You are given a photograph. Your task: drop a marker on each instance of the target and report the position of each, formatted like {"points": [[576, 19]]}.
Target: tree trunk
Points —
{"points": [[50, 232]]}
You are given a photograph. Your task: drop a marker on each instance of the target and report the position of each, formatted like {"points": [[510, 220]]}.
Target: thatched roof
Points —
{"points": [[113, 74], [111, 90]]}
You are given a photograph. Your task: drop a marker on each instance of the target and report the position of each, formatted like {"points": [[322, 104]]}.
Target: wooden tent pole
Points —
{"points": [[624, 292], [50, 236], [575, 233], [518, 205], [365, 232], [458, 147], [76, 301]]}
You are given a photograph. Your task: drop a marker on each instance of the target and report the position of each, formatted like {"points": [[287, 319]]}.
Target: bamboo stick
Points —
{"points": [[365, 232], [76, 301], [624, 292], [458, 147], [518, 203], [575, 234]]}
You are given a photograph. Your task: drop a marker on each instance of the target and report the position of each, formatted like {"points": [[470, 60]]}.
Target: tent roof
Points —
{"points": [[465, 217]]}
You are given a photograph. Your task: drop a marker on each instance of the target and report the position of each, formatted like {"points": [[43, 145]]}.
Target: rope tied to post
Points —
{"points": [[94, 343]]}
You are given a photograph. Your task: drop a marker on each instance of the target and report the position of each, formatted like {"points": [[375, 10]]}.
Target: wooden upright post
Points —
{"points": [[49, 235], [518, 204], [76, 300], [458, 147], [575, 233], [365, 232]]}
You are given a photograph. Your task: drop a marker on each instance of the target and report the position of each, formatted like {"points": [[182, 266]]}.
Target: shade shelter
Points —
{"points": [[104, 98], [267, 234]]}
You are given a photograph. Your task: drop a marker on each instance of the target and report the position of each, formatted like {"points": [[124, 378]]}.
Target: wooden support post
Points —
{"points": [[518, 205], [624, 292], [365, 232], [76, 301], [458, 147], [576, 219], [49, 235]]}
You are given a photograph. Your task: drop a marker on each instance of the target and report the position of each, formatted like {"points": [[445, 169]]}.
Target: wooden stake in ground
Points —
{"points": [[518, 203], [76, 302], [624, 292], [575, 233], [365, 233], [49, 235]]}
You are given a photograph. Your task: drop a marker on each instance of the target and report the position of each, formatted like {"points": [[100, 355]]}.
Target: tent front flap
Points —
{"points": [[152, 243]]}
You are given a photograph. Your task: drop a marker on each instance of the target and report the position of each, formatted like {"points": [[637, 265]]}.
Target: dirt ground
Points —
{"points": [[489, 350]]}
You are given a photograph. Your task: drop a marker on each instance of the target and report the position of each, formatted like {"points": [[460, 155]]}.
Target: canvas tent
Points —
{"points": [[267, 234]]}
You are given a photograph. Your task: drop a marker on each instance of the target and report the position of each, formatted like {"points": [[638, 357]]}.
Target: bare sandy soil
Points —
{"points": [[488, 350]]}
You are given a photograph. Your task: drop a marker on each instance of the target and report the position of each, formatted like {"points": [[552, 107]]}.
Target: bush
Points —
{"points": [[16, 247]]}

^^^^^^^^

• **WORK ORDER**
All the entries above should come back exactly as they are written.

• **RESPONSE BELOW**
You are given a photograph. Your task: drop a marker on each instance of the target and report the position of each, formatted like {"points": [[576, 19]]}.
Target: tree trunk
Points —
{"points": [[50, 232]]}
You are given a photograph. Your task: drop a marker on each instance of the target and report the position of each, formatted like {"points": [[510, 220]]}.
Target: thatched roof
Points —
{"points": [[113, 74], [111, 90]]}
You are given a photograph. Your task: drop a marker on each instance of the target and report the position of each, formatted like {"points": [[322, 104]]}.
Target: wooden tent pole
Points —
{"points": [[624, 292], [50, 236], [575, 233], [518, 205], [365, 232], [458, 147], [76, 301]]}
You are given a photograph. Your task: drop a marker on each instance of the target and report the position of each, formatted like {"points": [[287, 319]]}.
Target: bamboo stick
Points —
{"points": [[365, 232], [76, 301], [624, 292], [458, 147], [518, 203], [575, 234]]}
You are given a photograph. Your task: drop a marker on each instance of the target and report the position of each, formatted like {"points": [[470, 60]]}.
Target: tent roof
Points —
{"points": [[465, 217]]}
You are given a photograph. Your task: drop a marker on each instance of the target and report the position of each, formatted like {"points": [[43, 145]]}.
Target: rope tied to post
Points —
{"points": [[94, 343]]}
You are given a photograph. Your task: drop a marker on each instance of the target and report the position of each, formatted like {"points": [[375, 10]]}.
Target: wooden upright post
Points —
{"points": [[49, 235], [518, 204], [76, 300], [458, 147], [575, 233], [365, 232]]}
You are given a photograph. Your task: drop a marker on each instance of the target and report the position of each, formatted like {"points": [[182, 266]]}.
Target: shade shelter
Points —
{"points": [[104, 98], [267, 234]]}
You are given a photograph. Your task: drop a marker on each instance of the target and report the position of each, formatted like {"points": [[124, 378]]}.
Target: wooden support post
Points —
{"points": [[518, 205], [624, 292], [365, 232], [76, 301], [458, 147], [576, 219], [49, 235]]}
You are given a photograph. Your task: drop a marker on each instance of the target and report the position of each, formatted like {"points": [[445, 169]]}.
Target: wooden stake in ground
Points —
{"points": [[518, 203], [76, 302], [624, 292], [575, 233], [365, 233], [49, 235]]}
You are given a photograph. Your task: drop a marker on each instance of the target and report the position of each, formatted like {"points": [[100, 355]]}.
Target: tent front flap
Points —
{"points": [[152, 243]]}
You are given a photograph. Your task: drop a marker on each instance of the target and report the position of each, formatted like {"points": [[637, 265]]}.
Target: dirt ground
Points —
{"points": [[489, 350]]}
You are given a photograph. Your task: drop a marker on each instance of the target and report the position of each, formatted like {"points": [[460, 155]]}.
Target: canvas tent
Points —
{"points": [[267, 234]]}
You are given a photograph. Your task: drop a marker on each instance of the target and report the position of each, formatted like {"points": [[638, 357]]}.
Target: bare sandy soil
Points —
{"points": [[488, 350]]}
You are given a photograph. Your task: drop a marker on each instance of the target and report the position of each, formatted like {"points": [[552, 107]]}.
Target: bush
Points —
{"points": [[16, 247]]}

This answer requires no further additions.